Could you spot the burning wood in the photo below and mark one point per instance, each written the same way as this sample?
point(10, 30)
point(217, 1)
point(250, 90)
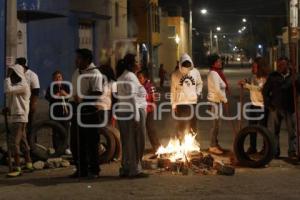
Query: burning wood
point(178, 150)
point(183, 157)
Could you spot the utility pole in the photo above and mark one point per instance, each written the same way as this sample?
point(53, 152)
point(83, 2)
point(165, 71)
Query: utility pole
point(149, 35)
point(191, 28)
point(210, 42)
point(293, 49)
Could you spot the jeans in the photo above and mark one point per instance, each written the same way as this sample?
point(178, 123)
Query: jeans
point(262, 122)
point(214, 131)
point(187, 121)
point(133, 142)
point(151, 131)
point(276, 119)
point(85, 141)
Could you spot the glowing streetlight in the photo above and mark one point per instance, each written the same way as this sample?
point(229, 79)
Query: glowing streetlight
point(177, 40)
point(203, 11)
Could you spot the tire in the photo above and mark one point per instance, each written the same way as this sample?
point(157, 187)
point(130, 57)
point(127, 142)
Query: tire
point(109, 144)
point(59, 129)
point(118, 149)
point(242, 157)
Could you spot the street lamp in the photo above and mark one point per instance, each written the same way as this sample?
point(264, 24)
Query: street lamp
point(177, 40)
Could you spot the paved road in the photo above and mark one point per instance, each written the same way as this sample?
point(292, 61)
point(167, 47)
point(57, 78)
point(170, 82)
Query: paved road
point(278, 181)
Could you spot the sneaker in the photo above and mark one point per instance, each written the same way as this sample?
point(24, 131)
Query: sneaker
point(17, 172)
point(292, 155)
point(76, 175)
point(139, 175)
point(93, 176)
point(123, 173)
point(215, 150)
point(68, 152)
point(251, 151)
point(29, 167)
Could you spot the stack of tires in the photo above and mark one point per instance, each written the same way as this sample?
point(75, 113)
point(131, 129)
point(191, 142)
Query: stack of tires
point(110, 146)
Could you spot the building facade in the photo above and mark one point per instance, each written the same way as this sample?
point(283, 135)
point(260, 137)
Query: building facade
point(50, 31)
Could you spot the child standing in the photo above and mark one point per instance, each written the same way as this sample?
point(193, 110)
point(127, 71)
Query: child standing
point(18, 93)
point(186, 88)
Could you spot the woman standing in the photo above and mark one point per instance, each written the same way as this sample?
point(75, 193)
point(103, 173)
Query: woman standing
point(109, 87)
point(255, 85)
point(131, 118)
point(18, 91)
point(217, 87)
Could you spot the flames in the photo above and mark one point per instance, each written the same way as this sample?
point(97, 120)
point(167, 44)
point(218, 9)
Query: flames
point(177, 150)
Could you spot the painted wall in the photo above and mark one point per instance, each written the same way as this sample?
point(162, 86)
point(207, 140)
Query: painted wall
point(2, 64)
point(51, 46)
point(51, 43)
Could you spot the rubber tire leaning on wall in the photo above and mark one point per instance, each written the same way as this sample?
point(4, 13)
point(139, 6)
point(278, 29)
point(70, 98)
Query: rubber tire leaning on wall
point(118, 149)
point(38, 152)
point(241, 155)
point(110, 145)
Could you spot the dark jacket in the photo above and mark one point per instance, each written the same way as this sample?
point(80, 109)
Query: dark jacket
point(278, 92)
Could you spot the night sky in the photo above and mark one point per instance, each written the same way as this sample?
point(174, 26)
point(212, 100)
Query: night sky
point(265, 19)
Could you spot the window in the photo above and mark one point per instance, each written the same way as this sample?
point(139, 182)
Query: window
point(171, 31)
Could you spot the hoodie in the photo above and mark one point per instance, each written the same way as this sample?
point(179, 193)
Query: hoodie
point(186, 84)
point(18, 95)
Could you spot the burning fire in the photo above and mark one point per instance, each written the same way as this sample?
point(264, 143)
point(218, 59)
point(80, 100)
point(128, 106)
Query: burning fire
point(178, 150)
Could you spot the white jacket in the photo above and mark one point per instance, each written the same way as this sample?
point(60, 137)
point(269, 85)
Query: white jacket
point(216, 88)
point(185, 89)
point(18, 95)
point(130, 91)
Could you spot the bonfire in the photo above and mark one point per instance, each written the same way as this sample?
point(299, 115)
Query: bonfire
point(180, 151)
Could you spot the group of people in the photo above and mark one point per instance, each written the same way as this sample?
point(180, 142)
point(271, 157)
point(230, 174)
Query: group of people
point(100, 95)
point(272, 94)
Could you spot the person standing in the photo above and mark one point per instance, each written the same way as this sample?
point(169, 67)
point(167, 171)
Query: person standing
point(87, 83)
point(278, 98)
point(18, 91)
point(59, 94)
point(186, 88)
point(150, 89)
point(131, 116)
point(107, 98)
point(34, 84)
point(217, 86)
point(257, 109)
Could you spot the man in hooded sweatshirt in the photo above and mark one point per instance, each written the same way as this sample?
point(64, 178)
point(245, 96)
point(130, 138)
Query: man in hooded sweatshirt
point(186, 87)
point(18, 94)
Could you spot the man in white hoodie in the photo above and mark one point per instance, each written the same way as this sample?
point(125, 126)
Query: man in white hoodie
point(18, 93)
point(186, 87)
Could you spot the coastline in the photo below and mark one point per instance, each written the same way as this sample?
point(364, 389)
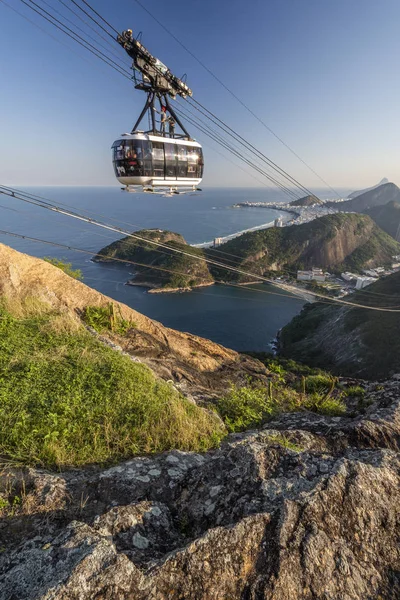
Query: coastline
point(153, 288)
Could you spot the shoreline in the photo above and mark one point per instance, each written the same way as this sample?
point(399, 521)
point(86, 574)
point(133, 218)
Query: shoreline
point(152, 288)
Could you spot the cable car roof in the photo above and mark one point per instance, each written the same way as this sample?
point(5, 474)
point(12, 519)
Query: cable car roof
point(158, 138)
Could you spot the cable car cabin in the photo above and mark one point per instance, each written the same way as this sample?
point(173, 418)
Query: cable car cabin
point(156, 161)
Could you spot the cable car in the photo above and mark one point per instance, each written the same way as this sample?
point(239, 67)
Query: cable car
point(152, 161)
point(156, 158)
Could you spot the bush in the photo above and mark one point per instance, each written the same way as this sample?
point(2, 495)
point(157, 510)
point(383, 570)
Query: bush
point(106, 318)
point(64, 266)
point(67, 400)
point(355, 390)
point(245, 407)
point(318, 383)
point(325, 405)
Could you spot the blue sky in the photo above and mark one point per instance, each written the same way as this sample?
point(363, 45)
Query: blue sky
point(322, 74)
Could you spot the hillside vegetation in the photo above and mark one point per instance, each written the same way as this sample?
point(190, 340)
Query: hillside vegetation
point(169, 269)
point(306, 201)
point(348, 340)
point(336, 242)
point(376, 197)
point(387, 217)
point(67, 399)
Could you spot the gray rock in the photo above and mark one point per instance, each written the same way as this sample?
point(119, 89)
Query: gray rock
point(320, 524)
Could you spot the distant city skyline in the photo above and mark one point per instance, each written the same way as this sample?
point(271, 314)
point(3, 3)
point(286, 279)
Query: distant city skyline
point(323, 76)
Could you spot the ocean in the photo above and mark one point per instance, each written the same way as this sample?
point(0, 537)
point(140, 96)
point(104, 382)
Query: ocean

PROBLEM DESCRIPTION:
Rewrite the records above, from the very start through the line containing "point(293, 49)" (both ends included), keeping the requests and their sample points as they are but raising every coordinate in the answer points by 116. Leave the pictures out.

FINISHED ANSWER:
Could you spot the burning wood in the photo below and mark one point per instance, each written the same way as this sample?
point(10, 30)
point(217, 1)
point(250, 90)
Query: burning wood
point(294, 266)
point(299, 273)
Could you spot the utility pole in the photo above and mark one point per instance, each written the same way as this sample?
point(53, 152)
point(83, 2)
point(165, 71)
Query: utility pole
point(265, 151)
point(307, 144)
point(326, 158)
point(409, 165)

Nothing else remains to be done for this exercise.